▶ [What you will do]:
a. Name every artwork that the bee haven article says Billick created in Davis.
b. Carry the bee haven article forward with a few sentences that start right after its final line.

▶ [Provided text]:
= = = = =

Also in Davis, Billick created the whimsical Dancing Pigs sculpture and the Cow Fountain, both in the Marketplace Shopping Center on Russell Boulevard; the Mediation sculpture at Central Park Gardens; and the Frawns for Life near the West Area Pond.
She maintains a compound in Baja, where she teaches three workshops a year called "Heaven on Earth."
Miss Bee Haven also promises to provide heaven on earth--as a draw to admire the honey bee and as a sculpture to study the art form.
“Bees are very engaging,” Billick said. “I have a strong love for the work they do and how they go about doing it.”
- Author: Kathy Keatley Garvey
The ceramic art work being installed at the half-acre bee friendly garden on Bee Biology Road is the work of not only undergraduates in the UC Davis Art/Science Fusion Program but community residents.
A grand opening celebration of the haven is planned for 10 a.m. to 2 p.m. on Saturday, Sept. 11.
“We are so inspired by the learning that happens as students from majors across the campus and community members collaborate to create beautiful and educational artwork,” said Art/Science Fusion Program co-director and co-founder Diane Ullman, an entomologist and an artist. “It is exciting to see the learning we can share extended to so many people as a result of connecting art and science in this way.”
Diane Ullman, an entomology professor-artist and associate dean for undergraduate academic programs at the College of Agricultural and Environmental Sciences, founded the Art/Science Fusion Program in 2006 with Davis-based artist Donna Billick. However, they trace the beginnings of the program back to 1997 when they began teaching art-science fusion classes on campus.
At the invitation of the UC Davis Art/Science Fusion Program, sixth graders at Korematsu Elementary School, Davis, and community members crafted flowers, pollen grains and bees for the haven.
At one recent community workshop, third-grader Aleta Ballinger, 8, of Davis, finished a handful of ceramic bees and also completed a larger ceramic of a worker bee on hexagonal cells.
Artists Carol Rogala of Folsom, wearing a “Save the Bees” t-shirt, and her friend, T. J. Lev of Sacramento, crafted flowers from clay. They recently participated in the “Bees at The Bee” art show in Sacramento.
Members of two Davis families clustered around a table to work the clay into flowers and bees and paint them. Enthusiastically participating were children Jason Henkel, Sophia Leamy, Nicolas Leamy, and Matthew Henkel and adults Merissa Leamy, Nicolas Leamy and Barbara Friedman.

= = = = =

▶ [Given data]:
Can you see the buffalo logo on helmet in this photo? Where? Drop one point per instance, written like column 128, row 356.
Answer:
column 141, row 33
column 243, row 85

= = = = =

▶ [Responses to the exercise]:
a.
- Dancing Pigs sculpture
- Cow Fountain
- Mediation sculpture
- Frawns for Life

b.
A special seminar offered by the Art/Science Fusion Program also allowed undergraduates in the Davis Honors Challenge to explore the life and importance of honey bees. Christine Santa Maria, a UC Davis honors student majoring in biochemistry and molecular biology, finished a piece on the life cycle of bees. She included larvae, nurse bees feeding the brood, and worker bees nectaring flowers. She formed a retinue of worker bees around the queen bee.
Billick created a gigantic bee sculpture for the garden. Donors making gifts or pledges of $1000 or more by July 20 will have their nams placed on ceramic art tiles in time for the Sept. 11 opening. Their names also will be placed on the website of the Harry H. Laidlaw Jr. Honey Bee Research Facility. Pledges can be paid over five years, according to Jan Kingsbury, director of major gifts, UC Davis College of Agricultural and Environmental Sciences.
The deadline to contact her in order to have these tiles in place before the Sept. 11 opening is July 20. "We are just about to finish the art work for this set of tiles," Kingsbury said. More sets will follow. Kingsbury can be reached at (530) 304-4327 or jkingsbury@ucdavis.edu.
The grand opening celebration of the Häagen-Dazs Honey Bee Haven will include speakers, educational information about bees and how to help them survive, children's activities and tours.
(Editor's Note: Initially, plans called for RSVPing to the opening celebration. This is no longer necessary.)